- [Work item]: Restate all of the entries exactly. Any picture in them should be skipped.

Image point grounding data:
========================================================================

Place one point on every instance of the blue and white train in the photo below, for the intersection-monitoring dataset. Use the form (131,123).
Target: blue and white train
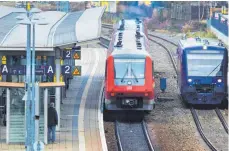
(202,71)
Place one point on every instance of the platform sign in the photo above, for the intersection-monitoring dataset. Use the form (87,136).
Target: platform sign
(17,70)
(74,52)
(40,70)
(38,57)
(3,59)
(77,55)
(76,71)
(67,54)
(66,69)
(12,70)
(49,70)
(38,146)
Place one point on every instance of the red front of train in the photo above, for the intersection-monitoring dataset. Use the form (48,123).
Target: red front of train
(129,82)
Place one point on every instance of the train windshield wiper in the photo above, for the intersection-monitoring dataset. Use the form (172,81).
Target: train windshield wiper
(214,69)
(135,77)
(124,74)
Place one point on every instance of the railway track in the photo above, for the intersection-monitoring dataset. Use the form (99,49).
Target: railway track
(200,129)
(222,120)
(193,111)
(162,42)
(108,26)
(132,135)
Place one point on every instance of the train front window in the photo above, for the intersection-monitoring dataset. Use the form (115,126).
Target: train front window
(129,68)
(205,64)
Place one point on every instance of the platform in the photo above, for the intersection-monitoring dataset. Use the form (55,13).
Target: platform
(80,112)
(219,25)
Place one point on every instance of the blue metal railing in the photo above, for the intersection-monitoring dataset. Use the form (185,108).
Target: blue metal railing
(220,23)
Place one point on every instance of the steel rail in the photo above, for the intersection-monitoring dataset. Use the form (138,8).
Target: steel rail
(146,133)
(118,136)
(222,120)
(200,129)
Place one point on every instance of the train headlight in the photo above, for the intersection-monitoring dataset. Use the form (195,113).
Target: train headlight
(189,80)
(219,80)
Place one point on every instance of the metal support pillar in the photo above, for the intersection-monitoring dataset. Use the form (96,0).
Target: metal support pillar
(28,136)
(37,111)
(45,115)
(58,93)
(58,89)
(33,88)
(7,115)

========================================================================

- [Task response]:
Place one point on every instance of the blue and white train in the photo below, for the intersection-monitoring dataset. Use the form (131,123).
Target: blue and white train
(202,71)
Place one point on every instance of the platform sign in the photo above, for the intersection-monitoring dataset. Use the form (87,136).
Target: platform sign
(17,70)
(74,52)
(40,70)
(38,57)
(3,59)
(77,55)
(76,71)
(67,54)
(66,69)
(12,70)
(49,70)
(38,146)
Place one point on every instance of the red front of train in the photo above, for the intersection-monitoring dataset. Use the form (48,123).
Target: red front of train
(129,82)
Place one point on every instance of the train windshield wiper in the photo above, for the intersection-monitoring dataset. Use the form (172,81).
Target: train windshield wiper
(214,69)
(135,77)
(124,74)
Place one point on every instance of the railway track in the photo above, for the intersection-monitoring dataset. Use the form (99,49).
Target: railway track
(200,129)
(222,120)
(193,111)
(162,42)
(108,26)
(132,135)
Place one point on every instance of the train front window in the photo above, for the intersection-monitoring dataset. Use the form (115,126).
Target: train front window
(129,68)
(205,64)
Place one point on every instance of the platform in the photo above, for the intersection-monitoring dataset. Use the form (55,13).
Target: platform
(80,112)
(219,25)
Place one point on every instance of the blue metal railing in the photo above, for the intersection-monitoring dataset. Use the form (185,108).
Target: blue metal railing
(220,23)
Place one point on every instance of the steel rail in the photo above, for the intersection-monitoring dataset. Use the form (138,8).
Target: steel rail
(146,133)
(118,136)
(222,120)
(200,129)
Place one point on every instance of the train headlight in the photo above, for the intersection-monitoring dataset. Use the form (195,113).
Target: train headlight
(189,80)
(219,80)
Place one point on every instance of the metal support pillar in the photo above, for the intersection-monitoring dataset. Use the form (96,0).
Target: metal support pillar
(28,136)
(37,111)
(45,115)
(58,93)
(58,89)
(33,88)
(7,115)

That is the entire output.